***** Materials provided *****

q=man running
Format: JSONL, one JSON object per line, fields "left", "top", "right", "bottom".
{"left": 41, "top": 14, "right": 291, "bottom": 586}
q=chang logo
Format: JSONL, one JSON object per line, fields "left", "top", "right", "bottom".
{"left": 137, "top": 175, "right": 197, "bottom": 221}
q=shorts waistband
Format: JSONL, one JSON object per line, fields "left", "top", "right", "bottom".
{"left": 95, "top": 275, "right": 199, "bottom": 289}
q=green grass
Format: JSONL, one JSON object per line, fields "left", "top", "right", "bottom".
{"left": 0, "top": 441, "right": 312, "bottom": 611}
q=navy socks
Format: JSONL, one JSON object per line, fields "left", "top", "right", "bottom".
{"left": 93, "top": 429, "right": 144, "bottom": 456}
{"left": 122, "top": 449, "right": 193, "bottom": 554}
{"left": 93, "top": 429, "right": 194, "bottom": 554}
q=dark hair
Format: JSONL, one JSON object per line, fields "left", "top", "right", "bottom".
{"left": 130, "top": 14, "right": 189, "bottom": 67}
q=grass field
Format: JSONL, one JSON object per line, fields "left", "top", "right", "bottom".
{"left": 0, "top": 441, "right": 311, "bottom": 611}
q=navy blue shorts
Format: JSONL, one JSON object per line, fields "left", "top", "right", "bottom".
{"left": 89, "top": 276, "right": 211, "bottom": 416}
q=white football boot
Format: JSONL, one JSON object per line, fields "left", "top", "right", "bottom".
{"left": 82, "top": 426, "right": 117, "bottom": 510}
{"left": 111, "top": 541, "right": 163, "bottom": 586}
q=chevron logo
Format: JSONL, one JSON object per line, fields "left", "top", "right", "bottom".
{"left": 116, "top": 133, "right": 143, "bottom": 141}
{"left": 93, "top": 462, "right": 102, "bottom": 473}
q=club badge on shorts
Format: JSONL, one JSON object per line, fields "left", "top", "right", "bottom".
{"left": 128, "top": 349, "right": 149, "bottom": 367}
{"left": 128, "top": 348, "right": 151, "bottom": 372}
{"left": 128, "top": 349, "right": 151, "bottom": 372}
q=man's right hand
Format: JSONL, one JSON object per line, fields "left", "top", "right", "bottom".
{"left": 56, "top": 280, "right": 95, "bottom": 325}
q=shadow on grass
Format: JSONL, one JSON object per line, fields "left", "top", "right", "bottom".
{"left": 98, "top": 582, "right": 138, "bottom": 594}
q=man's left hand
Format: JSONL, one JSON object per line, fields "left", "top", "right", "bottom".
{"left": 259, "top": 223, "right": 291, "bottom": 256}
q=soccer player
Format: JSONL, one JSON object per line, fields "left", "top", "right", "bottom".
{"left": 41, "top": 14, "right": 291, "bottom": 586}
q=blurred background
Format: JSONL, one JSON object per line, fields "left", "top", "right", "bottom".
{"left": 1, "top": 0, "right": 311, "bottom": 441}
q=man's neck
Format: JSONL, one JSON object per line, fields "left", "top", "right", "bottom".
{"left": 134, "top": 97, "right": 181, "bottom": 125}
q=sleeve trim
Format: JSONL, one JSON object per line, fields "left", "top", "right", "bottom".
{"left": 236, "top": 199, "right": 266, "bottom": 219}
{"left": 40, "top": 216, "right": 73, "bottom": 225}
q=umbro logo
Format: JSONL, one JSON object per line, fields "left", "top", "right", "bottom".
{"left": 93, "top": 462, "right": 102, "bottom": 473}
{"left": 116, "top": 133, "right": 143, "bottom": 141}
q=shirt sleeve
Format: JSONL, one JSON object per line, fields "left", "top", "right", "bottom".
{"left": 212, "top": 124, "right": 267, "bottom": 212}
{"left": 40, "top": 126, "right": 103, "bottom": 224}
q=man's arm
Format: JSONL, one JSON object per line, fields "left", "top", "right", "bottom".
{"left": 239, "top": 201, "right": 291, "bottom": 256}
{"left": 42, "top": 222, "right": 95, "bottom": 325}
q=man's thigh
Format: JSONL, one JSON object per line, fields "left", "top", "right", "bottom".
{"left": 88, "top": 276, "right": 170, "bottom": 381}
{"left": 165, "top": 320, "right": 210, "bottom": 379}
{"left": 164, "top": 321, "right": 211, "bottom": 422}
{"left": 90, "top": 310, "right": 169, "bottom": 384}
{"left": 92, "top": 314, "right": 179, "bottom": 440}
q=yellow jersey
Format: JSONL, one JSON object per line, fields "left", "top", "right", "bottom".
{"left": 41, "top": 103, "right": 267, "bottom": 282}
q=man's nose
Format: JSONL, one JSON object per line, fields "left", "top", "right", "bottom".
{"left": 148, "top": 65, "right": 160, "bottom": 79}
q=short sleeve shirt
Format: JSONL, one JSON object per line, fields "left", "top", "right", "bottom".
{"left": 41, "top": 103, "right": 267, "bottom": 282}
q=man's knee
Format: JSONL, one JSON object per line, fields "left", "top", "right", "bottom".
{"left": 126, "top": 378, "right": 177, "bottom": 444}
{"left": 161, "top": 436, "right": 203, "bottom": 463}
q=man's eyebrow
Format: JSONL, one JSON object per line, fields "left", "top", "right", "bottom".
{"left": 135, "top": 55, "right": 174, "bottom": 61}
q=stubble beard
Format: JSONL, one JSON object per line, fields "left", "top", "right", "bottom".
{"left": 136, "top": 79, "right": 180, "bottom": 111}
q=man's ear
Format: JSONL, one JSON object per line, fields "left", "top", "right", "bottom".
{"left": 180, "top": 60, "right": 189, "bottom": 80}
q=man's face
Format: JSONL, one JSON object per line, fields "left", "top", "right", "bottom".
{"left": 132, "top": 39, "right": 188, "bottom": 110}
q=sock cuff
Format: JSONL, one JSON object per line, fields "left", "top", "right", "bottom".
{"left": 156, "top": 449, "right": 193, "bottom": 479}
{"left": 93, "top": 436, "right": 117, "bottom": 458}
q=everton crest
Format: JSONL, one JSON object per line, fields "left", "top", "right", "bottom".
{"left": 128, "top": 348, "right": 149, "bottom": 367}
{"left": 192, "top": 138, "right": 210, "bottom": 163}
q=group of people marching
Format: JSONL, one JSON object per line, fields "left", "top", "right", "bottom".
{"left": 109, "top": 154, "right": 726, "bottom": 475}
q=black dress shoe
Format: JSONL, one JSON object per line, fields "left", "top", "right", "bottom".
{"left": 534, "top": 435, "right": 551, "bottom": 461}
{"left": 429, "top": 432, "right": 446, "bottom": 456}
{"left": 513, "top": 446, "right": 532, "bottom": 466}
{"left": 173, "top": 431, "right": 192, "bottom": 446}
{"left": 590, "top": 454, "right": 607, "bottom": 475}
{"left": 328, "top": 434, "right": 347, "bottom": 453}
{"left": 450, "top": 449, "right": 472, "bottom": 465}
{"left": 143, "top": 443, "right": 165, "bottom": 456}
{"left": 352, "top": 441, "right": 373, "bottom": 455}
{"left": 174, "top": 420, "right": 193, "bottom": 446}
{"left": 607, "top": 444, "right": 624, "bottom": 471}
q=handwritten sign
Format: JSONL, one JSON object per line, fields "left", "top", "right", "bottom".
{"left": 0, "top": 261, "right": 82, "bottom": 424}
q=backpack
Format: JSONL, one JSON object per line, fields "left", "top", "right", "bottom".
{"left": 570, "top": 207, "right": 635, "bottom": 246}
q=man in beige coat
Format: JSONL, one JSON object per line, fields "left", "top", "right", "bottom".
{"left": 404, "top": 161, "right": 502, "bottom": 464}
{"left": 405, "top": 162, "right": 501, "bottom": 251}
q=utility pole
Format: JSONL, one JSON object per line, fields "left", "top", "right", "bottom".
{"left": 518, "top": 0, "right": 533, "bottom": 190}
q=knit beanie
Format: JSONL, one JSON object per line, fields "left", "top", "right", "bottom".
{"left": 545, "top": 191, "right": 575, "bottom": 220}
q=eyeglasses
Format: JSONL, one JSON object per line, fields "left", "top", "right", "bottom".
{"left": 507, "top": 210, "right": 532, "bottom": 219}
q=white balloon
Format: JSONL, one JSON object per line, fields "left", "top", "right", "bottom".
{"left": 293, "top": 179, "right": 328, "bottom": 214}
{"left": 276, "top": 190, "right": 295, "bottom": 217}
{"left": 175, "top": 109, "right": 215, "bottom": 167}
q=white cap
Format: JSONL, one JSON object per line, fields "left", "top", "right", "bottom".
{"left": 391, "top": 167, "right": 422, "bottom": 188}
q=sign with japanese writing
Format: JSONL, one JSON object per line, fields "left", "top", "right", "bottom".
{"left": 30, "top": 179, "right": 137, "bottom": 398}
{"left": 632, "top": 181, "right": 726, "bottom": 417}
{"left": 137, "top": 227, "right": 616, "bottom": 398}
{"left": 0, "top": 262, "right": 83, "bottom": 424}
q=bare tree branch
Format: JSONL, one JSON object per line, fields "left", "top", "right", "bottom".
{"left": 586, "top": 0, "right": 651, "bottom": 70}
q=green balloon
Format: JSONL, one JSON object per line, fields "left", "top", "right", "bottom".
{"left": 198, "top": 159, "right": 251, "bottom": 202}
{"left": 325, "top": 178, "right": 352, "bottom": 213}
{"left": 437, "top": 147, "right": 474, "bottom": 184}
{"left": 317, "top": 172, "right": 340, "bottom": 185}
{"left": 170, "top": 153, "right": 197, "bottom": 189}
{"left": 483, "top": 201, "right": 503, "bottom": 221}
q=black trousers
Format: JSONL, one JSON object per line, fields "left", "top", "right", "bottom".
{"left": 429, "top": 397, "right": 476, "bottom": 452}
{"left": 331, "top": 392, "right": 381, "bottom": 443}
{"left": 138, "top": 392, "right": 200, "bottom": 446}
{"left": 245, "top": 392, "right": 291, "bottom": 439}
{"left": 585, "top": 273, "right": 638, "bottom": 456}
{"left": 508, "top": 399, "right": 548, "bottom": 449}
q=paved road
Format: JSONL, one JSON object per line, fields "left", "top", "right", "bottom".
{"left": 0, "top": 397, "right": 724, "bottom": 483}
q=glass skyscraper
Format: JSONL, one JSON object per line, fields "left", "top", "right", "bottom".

*****

- _The problem_
Return only the lines running from the line with "q=black trousers" to the last line of the records, both included, exactly as written.

- _Solution to this problem_
q=black trousers
Format: JSONL, one JSON object per line, fields "left", "top", "right", "bottom".
{"left": 429, "top": 397, "right": 476, "bottom": 452}
{"left": 331, "top": 392, "right": 381, "bottom": 443}
{"left": 138, "top": 392, "right": 200, "bottom": 446}
{"left": 245, "top": 392, "right": 291, "bottom": 439}
{"left": 585, "top": 273, "right": 638, "bottom": 456}
{"left": 508, "top": 399, "right": 548, "bottom": 449}
q=paved road
Format: JSONL, one JSON object per line, fields "left", "top", "right", "bottom".
{"left": 0, "top": 397, "right": 724, "bottom": 483}
q=glass skyscraper
Format: JSONL, one JSON object per line, fields "left", "top", "right", "bottom".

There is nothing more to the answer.